PROMPT. Copy out the entries below word for word, leaving out the picture.

==== MATERIAL FOR THIS TASK ====

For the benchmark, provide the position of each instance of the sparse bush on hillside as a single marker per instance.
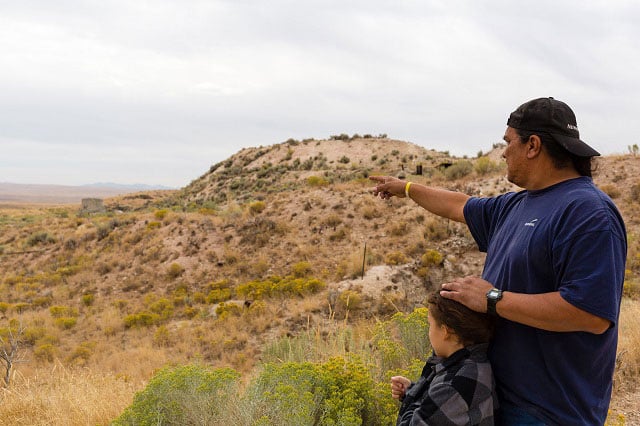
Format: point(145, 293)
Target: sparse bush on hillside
point(611, 190)
point(40, 238)
point(141, 319)
point(315, 181)
point(63, 311)
point(395, 258)
point(174, 271)
point(66, 323)
point(276, 286)
point(257, 207)
point(160, 214)
point(88, 299)
point(402, 340)
point(436, 229)
point(484, 165)
point(301, 269)
point(432, 258)
point(458, 170)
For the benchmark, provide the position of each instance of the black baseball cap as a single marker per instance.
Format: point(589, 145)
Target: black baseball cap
point(551, 116)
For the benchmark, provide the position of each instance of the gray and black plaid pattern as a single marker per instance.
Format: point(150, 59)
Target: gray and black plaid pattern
point(458, 390)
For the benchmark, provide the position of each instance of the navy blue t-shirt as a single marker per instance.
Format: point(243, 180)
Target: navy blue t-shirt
point(568, 238)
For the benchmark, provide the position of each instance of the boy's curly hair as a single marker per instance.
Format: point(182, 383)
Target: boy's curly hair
point(471, 327)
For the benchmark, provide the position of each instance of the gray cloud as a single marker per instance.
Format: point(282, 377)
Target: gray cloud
point(156, 92)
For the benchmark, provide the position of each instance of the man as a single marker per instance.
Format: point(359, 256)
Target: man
point(553, 273)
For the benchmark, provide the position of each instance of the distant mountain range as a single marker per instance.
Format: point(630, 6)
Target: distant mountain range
point(66, 194)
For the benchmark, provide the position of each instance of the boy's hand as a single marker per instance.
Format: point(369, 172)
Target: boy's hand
point(399, 387)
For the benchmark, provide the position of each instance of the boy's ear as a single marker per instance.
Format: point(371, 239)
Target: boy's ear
point(448, 332)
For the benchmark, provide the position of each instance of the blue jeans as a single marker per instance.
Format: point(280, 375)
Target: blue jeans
point(512, 415)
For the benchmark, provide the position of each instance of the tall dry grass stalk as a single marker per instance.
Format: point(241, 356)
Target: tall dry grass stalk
point(61, 396)
point(627, 374)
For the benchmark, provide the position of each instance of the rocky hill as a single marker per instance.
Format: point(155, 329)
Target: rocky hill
point(171, 276)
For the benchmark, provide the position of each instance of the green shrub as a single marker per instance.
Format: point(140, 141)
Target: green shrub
point(163, 307)
point(458, 170)
point(337, 392)
point(66, 323)
point(160, 214)
point(402, 340)
point(141, 319)
point(63, 311)
point(185, 395)
point(225, 310)
point(88, 299)
point(301, 269)
point(395, 258)
point(611, 190)
point(40, 238)
point(257, 207)
point(154, 225)
point(432, 258)
point(45, 352)
point(278, 286)
point(484, 165)
point(174, 271)
point(317, 181)
point(219, 295)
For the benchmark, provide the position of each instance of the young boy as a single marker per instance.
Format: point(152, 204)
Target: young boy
point(456, 386)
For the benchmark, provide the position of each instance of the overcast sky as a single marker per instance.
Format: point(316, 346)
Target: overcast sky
point(155, 92)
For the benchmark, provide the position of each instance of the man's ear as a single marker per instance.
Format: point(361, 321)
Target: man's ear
point(534, 146)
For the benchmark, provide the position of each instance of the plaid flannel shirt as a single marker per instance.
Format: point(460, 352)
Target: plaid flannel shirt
point(458, 390)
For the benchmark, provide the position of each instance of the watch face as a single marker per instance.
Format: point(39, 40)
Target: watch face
point(493, 293)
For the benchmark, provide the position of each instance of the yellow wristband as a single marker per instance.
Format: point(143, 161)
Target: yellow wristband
point(406, 189)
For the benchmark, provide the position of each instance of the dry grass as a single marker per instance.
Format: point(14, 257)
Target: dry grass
point(63, 396)
point(121, 260)
point(627, 374)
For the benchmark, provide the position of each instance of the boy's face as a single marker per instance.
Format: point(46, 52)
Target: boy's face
point(438, 337)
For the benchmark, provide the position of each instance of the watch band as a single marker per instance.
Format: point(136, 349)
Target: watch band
point(493, 297)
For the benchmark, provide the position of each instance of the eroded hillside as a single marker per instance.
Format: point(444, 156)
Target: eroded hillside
point(266, 244)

====

OUTPUT FOR THIS EXERCISE.
For the benchmark, provide the position of each instance of the sparse bush on hillside as a single marker per instance.
Format: point(145, 293)
Target: sparse bush on hillside
point(611, 190)
point(40, 238)
point(141, 319)
point(315, 181)
point(63, 311)
point(395, 258)
point(174, 271)
point(66, 323)
point(276, 286)
point(257, 207)
point(160, 214)
point(88, 299)
point(402, 340)
point(436, 229)
point(484, 165)
point(301, 269)
point(432, 258)
point(458, 170)
For the benchmark, provide the position of each instance of the black baseball cap as a single marker per instance.
Format: point(589, 145)
Target: black baseball cap
point(551, 116)
For the benchmark, provide the position of each instance of the gray and black plaid pattern as a single marker per instance.
Format: point(150, 59)
Target: gray and black plaid pattern
point(458, 390)
For the benchmark, provide the position of each instance of the navy blue t-shirt as a single marker per instance.
Format: point(243, 180)
Target: navy blue t-shirt
point(568, 238)
For the benchmark, provide the position of each instance of the boy's curly hair as a single marker per instance.
Format: point(182, 383)
Target: boy's curly hair
point(471, 327)
For the benchmark, provide the position of each instance of the gray cloud as a single marker per instance.
Format: point(282, 377)
Target: gray cloud
point(156, 92)
For the benchmark, provide the position of each instance of the man as a single marker per instance.
Format: point(359, 256)
Target: man
point(553, 273)
For the benchmark, provide the position of each instance of the distant mountain range as a single marker per instance.
Format: point(630, 6)
Target: distant mountain range
point(66, 194)
For the benchmark, provide the position of each instance of the boy's hand as a single marker per instance.
Format: point(369, 172)
Target: boy's hand
point(399, 387)
For the benchmark, provide the position of each instance of the boy's ear as a single marker per instance.
Format: point(371, 239)
Target: boy's ear
point(448, 332)
For the benchmark, provide the position of each instance of the blue jeans as a single marker per instance.
Format: point(280, 375)
Target: blue jeans
point(512, 415)
For the benchmark, provide the position of each instance of the tall dry grass stalk as a single marker per instance.
Format: point(241, 356)
Target: tall dry grass stalk
point(61, 396)
point(627, 374)
For the benchmark, provide the position of each instance of the rocky hill as a single marker per instance.
Format: point(155, 329)
Target: rocky hill
point(171, 276)
For the benchmark, provide the position of each instance of the green shrub as a single marker per instance.
Format: point(140, 141)
Target: green shrub
point(163, 307)
point(458, 170)
point(337, 392)
point(66, 323)
point(160, 214)
point(402, 340)
point(141, 319)
point(63, 311)
point(185, 395)
point(225, 310)
point(88, 299)
point(301, 269)
point(395, 258)
point(611, 190)
point(40, 238)
point(257, 207)
point(154, 225)
point(432, 258)
point(45, 352)
point(278, 286)
point(484, 165)
point(174, 271)
point(317, 181)
point(219, 295)
For the benchmark, provide the position of each instance of the young boy as a single marker per instance.
Format: point(152, 204)
Target: young boy
point(456, 386)
For the benchmark, provide the position of each instance of the overcast sky as a single marker per instance.
Format: point(316, 346)
Target: overcast sky
point(155, 92)
For the benchmark, provide the position of each instance of the man's ear as a single marker per instance.
Format: point(361, 321)
Target: man's ear
point(534, 146)
For the benchmark, provide the position of each instance of the plaid flannel shirt as a single marker per instance.
Format: point(460, 352)
Target: plaid flannel shirt
point(458, 390)
For the benchmark, provide the position of each instance of the watch face as a single marker per instance.
Format: point(39, 40)
Target: watch face
point(493, 293)
For the benchmark, provide the position of each instance of the yellow wristband as a single marker per instance.
Format: point(143, 161)
Target: yellow wristband
point(406, 189)
For the benchmark, provide the position of each instance of the dry grass as a single marker per instance.
Format: point(14, 257)
Target: dry grass
point(63, 396)
point(121, 260)
point(627, 374)
For the benchmark, provide the position of each instance of the boy's face as a single marker per instance.
Format: point(46, 52)
Target: boy's face
point(438, 337)
For the benchmark, provide the position of each instance of the watch band as a single marker per instance.
Format: point(136, 349)
Target: watch band
point(493, 297)
For the benchmark, provide the position of each instance of the eroded hillside as a single marker per instance.
Format: point(444, 156)
Target: eroded hillside
point(266, 244)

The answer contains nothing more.